__Goal of the exercise__:
These entries are to be retyped in full, word for word.

__Data to examine__:

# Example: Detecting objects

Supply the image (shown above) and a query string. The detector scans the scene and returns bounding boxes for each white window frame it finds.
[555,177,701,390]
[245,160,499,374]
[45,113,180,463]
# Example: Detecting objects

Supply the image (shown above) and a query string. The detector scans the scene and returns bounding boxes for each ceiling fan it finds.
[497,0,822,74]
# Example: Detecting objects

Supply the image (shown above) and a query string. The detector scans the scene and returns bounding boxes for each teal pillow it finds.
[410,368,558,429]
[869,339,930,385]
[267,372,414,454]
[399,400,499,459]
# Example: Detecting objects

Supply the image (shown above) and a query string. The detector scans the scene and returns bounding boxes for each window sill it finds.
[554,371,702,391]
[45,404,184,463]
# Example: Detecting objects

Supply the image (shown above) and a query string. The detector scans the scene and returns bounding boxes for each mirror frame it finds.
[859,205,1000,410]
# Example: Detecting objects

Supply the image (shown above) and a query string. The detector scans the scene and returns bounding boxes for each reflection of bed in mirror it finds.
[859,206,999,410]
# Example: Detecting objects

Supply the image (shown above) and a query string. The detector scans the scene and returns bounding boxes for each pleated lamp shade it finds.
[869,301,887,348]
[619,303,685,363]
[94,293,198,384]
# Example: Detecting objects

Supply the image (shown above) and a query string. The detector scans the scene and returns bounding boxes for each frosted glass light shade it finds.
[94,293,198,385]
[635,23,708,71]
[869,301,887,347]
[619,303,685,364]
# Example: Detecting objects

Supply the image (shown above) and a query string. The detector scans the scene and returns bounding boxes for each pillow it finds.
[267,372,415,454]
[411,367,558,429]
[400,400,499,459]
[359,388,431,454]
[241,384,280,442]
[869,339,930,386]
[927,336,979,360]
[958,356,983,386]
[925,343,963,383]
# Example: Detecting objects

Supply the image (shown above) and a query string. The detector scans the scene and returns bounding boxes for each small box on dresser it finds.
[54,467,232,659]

__Result below__:
# Example: Detecting objects

Supply the image (shown above) and a query string. The detector scans the scene and returns bounding boxes for each white window frame it finds.
[555,177,701,390]
[245,160,499,374]
[45,113,180,463]
# Example: Detecting objects

Supply the image (shown above) and a query string. The detector scans the scene and returns bounding boxes for each ceiling fan it finds.
[497,0,822,74]
# Example: Detecting objects

Supply the image (shown above) and a query string. The detector scans the scene and returns bounding boxes for each teal pillow it finds.
[410,368,558,429]
[869,339,930,385]
[267,372,414,454]
[399,400,499,459]
# Example: Detecting objects

Supply the image (shown above) and a query string. The detector scans the scene and returns bounding boxes for each window sill it finds.
[554,371,702,391]
[45,404,184,463]
# Example: Detecting objects

Supply the image (shown above) and a query string. The detector scans the scene and returns bounding boxes for each mirror frame it finds.
[859,205,1000,410]
# Example: Detecting objects

Supply the image (shown above) and a query string. The detector scans the scene and returns bounding boxes for each reflection of bed in mirror it finds.
[859,206,999,410]
# Example: Detecting objects

Supply the image (shown above) and a query string. The detector scans the scene and returns bounding boxes for each pleated lamp shade it finds.
[869,301,887,348]
[619,303,685,363]
[94,293,198,384]
# Example: Detecting objects

Supply the image (shown above) and a query string. The detector scans the scene and returns bounding boxes for each frosted glass light shade it finds.
[94,293,198,385]
[635,23,708,71]
[869,301,887,347]
[619,303,685,364]
# Example: Detecting objects

Supply the image (shown above) and a query string. The detector scans the scene and returns bounding boxes for each pillow it finds.
[267,372,415,454]
[411,367,558,429]
[400,400,499,459]
[359,388,431,454]
[241,384,280,442]
[869,339,930,386]
[927,336,979,360]
[958,356,983,386]
[925,343,963,383]
# Example: Detecting objects

Supply the image (shown above) and a query string. The detector scans the scene and returns bounding boxes for each small box on dresser it finds.
[54,467,232,659]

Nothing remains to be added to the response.